START SELECTED PASSAGE
In just a few days savvy investors will be able to put their money where there mouths are by investing in the world’s first investment fund devoted strictly to fish.
Amundi Japan (which manages a $35 billion fund) is hoping to raise at least $500 million in investment dollars on the back of a booming global appetite for fish. Its pitch is straightforward: As demand for fish grows, the richer those who engage in the industry of fishing become. That includes fishing boat and engine makers, processing plants, chains of seafood and sushi restaurants and, especially, aquaculture or fish farms.

Twinned with the fact that the most-populous countries on the planet – China, India and Brazil – are still growing and growing slightly wealthier, thus more desirous of healthy eating, and it’s looking bad for the planet’s dwindling fish stocks.
That’s not to say there’s not money to be made off fish and all if its ancillary businesses; Amundi’s managers are predicting investors will double their money within six years, as demand continues to grow.
Researchers at Amundi, a merger formed by French-based Credit Agricole and Societe-Generale’s asset management businesses, suggest global seafood consumption will grow from 110 million tons today to more than 132 million tons by 2030. Its public mutual fund will be available for investment beginning August 9 and begin operating on August 20.
The downside, of course, is that as demand for fish goes up the supply goes down. Contrary to some popular opinion, fish are not an infinite resource. Such cynics (realists?) as the World Wildlife Fund predict that at the current rate of taking the world’s bluefin tuna stocks, for example, could expire by 2012 and that all the fish we currently know will be gone by 2050, replaced by fish we currently refuse to take because they are hard to catch or have no taste or jellyfish, the cockroach of the sea.
Critics compare the investment opportunity to offering a rainforest depletion fund or a real estate development project in the middle of a panda refuge.
The so-called “themed investment” fund is the product of investment bankers watching the headlines. “There’s a reasonably good correlation between per capital GDP growth and consumption of fish in emerging markets, which are growing fast with huge populations, so we thought this could be an interesting investment story,” Amundi’s chief investment officer Masato Degawa told the WSJ.
Statistics bear him out: According to the U.N.’s Food and Agriculture Organization, global fish consumption per person has increased to more than 35 pounds a year in 2007 from 23 pounds in 1980. During the same period total production of fish around the globe increased from 72 million to 140 million tons. In China, for example, the average consumption of fish per person increased by nearly five pounds to 58 pounds per person between 2001 and 2007.
The world’s leaders in per-capita-fish-consumption are all in Asia: Despite its rapacious seafood appetite, Japan ranks fourth in the world, with each Japanese eating more than his/her bodyweight in fish, about 155 pounds a year.
The planet’s highest rate is in the Maldives, where each person eats 336 pounds a year! But don’t let those numbers confuse: Japan is still the world’s leader in fish eating. It’s 127 million people eat more than 20 billion pounds of seafood each year, while in the Maldives, its 1,200 islands boasting just 335,000 people, takes just 112 million pounds.
What about the bluefin tuna, which everyone but the Japanese seems to think, is endangered. Tuna fishers and processors are viable investments according to Amundi. “We are not the police,” said Degawa
Some of the news reports of the unique fund as reported in business journals around the globe caution that there may be one potential “sticking point” to the investment: Overfishing.
END SELECTED PASSAGE
WRITTEN EXERCISE 1: Write out the part of the fish fund article from "Twinned with the" up to and including "dwindling fish stocks.".
WRITTEN EXERCISE 2: List the kinds of businesses that the fish fund article says grow richer as demand for fish grows.
WRITTEN EXERCISE 3: Carry on the fish fund article from its last sentence.
The records are separate material and have no connection to the article on the fish investment fund.
START DATA SECTION
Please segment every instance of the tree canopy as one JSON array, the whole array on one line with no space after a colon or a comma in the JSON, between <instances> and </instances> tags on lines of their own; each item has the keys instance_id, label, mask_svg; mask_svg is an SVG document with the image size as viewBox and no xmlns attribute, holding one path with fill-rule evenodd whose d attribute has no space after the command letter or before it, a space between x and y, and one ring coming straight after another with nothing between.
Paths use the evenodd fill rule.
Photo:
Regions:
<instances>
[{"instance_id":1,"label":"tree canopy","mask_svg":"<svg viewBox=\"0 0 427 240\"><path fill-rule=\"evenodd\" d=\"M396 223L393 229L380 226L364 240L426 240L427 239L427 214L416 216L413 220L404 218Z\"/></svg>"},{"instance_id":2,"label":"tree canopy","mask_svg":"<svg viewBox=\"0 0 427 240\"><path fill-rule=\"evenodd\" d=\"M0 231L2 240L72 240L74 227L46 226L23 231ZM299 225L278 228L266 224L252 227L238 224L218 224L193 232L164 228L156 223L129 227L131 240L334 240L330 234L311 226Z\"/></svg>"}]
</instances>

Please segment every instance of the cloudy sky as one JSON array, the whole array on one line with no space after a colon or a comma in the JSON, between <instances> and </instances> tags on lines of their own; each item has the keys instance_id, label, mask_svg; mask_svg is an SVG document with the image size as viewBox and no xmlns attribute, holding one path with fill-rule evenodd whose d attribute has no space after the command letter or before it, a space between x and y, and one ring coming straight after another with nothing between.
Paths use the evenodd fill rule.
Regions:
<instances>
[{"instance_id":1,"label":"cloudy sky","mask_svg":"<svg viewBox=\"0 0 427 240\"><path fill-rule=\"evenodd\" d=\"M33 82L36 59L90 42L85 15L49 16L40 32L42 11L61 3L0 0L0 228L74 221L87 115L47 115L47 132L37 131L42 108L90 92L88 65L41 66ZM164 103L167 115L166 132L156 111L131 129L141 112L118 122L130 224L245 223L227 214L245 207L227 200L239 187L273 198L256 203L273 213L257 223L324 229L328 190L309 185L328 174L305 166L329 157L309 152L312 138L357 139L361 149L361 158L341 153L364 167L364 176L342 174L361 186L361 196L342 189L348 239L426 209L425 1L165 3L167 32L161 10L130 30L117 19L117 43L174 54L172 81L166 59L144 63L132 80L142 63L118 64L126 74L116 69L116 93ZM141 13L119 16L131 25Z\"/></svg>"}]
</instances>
END DATA SECTION
ANSWER 1:
Twinned with the fact that the most-populous countries on the planet – China, India and Brazil – are still growing and growing slightly wealthier, thus more desirous of healthy eating, and it’s looking bad for the planet’s dwindling fish stocks.

ANSWER 2:
- Fishing boat and engine makers
- Processing plants
- Chains of seafood and sushi restaurants
- Aquaculture or fish farms

ANSWER 3:
Hopefully the fund’s salesmen will caution potential investors that if there are no more fish in the sea there won’t be much need for fishing boats, fishing rods or even seafood markets. To that end, Amundi predicts that the bulk of its fish fund investments will be in fish farming, a booming industry, since levels of caught fish have evened off since 1990.
It’s easy to hammer the Japanese about their rapacious attitude towards seafood in general and bluefin tuna. specifically. Though a relatively small country (127 million) the island nation consumes about 30 percent of the world’s seafood take; Japanese processing boats scour the globe non-stop buying up any and all of the much-prized tuna.
Now comes word from Greenpeace that with a little nudging there may be a slight shift in attitude among Tokyo’s man-on-the-street regarding the future of fish.
Timed during Japan’s celebration of “Marine Season” (with one day devoted to honoring the sea and praying for its fishermen), the local Greenpeace branch has published a “red list” suggesting 15 species of fish that should be taken out of the stores and off the table in Japan, including five species of tuna.

According to Greenpeace, “Japan consumes 25 percent of the world’s tuna, including more than three-quarters of the remaining critically endangered bluefin tuna.”
“The ongoing destructive fishing for Pacific bluefin tuna, which begins this month, is only one example of how fishing industries and governments are failing our oceans,” says Wakao Hanaoka, Greenpeace’s Japan spokesperson.
It has been a tough couple weeks for marine life, regulatorily. Representatives of 175 countries gathered in Doha, Qatar, for a meeting of the U.N.’s Convention on International Trade in Endangered Species of Wild Fauna and Flora (CITES) and voted to protect Latin American tree frogs and an Iranian salamander. What they refused to add to any endangered list were bluefin tuna and several species of sharks. “CITES was always a place where countries came together and based on science, restricted trade for the sake of conservation,” said Susan Lieberman, who directs international policy for the Pew Environment Group and has attended the conference since 1989. “This time, they restricted conservation for the sake of trade.”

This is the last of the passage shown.